[Tasks to complete]
A. In the TAF workflow passage, which function creates a new workflow?
B. Translate this sentence from the TAF workflow passage into Spanish: "The online TAF Wiki provides more details and examples of metadata entries."
C. Carry on the TAF workflow passage from the point where it stops.

[Article]
## Start

When metadata entries in SOFTWARE.bib
point to R packages, they are installed in a local library for that workflow. The SOFTWARE.bib
file is where the scientist can specify the exact version of key software components that were used in the analysis, pointing to specific releases, tags, or commits of each software to strengthen reproducibility.
The TAF package comes with utility functions draft.data()
and draft.software()
that facilitate the creation of the DATA.bib
and SOFTWARE.bib
files. The online TAF Wiki provides more details and examples of metadata entries.
When authoring a TAF analysis, one can either start with a similar workflow and adapt it to the current analysis or start with a new workflow. The taf.skeleton()
function creates a new workflow, consisting of an empty boot/initial/data
folder and the four TAF scripts: data.R
, model.R
, output.R
, and report.R
. Each script provides a starting point for that step of the analysis, for example, a new data.R
script contains the following lines:
# Prepare data, write TAF data tables
# Before:
# After:
library(TAF)
mkdir("data")
After running taf.skeleton()

## End

[Data segment]
## Start

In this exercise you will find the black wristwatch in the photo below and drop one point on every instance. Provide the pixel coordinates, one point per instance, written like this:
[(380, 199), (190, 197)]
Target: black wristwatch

## End

[The results]
A. The taf.skeleton() function creates a new workflow.

B. La wiki en línea de TAF ofrece más detalles y ejemplos de entradas de metadatos.

C.
to create a new TAF workflow, the scientist can populate the boot/initial/data
folder with initial data files and run draft.data(file=TRUE)
to produce a DATA.bib
file.
The next step is then to run taf.boot()
to populate the boot/data
folder and start editing the data.R
script, reading files from the boot/data
folder.
Several functions from the TAF package have been mentioned in this introduction:
Initial TAF steps
draft.data
draft.software
taf.boot
taf.example
taf.skeleton
Running scripts
source.all
File management
mkdir
read.taf
write.taf
Plots
taf.png
The TAF package provides many additional functions that can be useful but are not required for authoring or running TAF workflows. Every function comes with a help page that includes examples and cross-references. Furthermore, typing ?TAF
opens a package help page that gives an overview of all the functions in the package, grouped by functionality.
Most TAF analyses are organized on GitHub, either in public or private repositories, although the TAF design does not require GitHub. Public repositories are a common standard for open and reproducible research, while private repositories can also be used, e.g., when data are sensitive and cannot be shared.
TAF repositories often contain the workflow in a ready-to-run state that does not include the results. This means that anyone browsing that analysis will need to run the workflow to see the results, in the same way as the linreg
example. The advantage of this is a guarantee that a repository does not contain scripts and results that might be out of sync. On the other hand, uploading the results to the repository may be a good choice if the analysis takes a long time to run, or to facilitate scientific review without requiring the reviewer to install software or learn how to run TAF analyses.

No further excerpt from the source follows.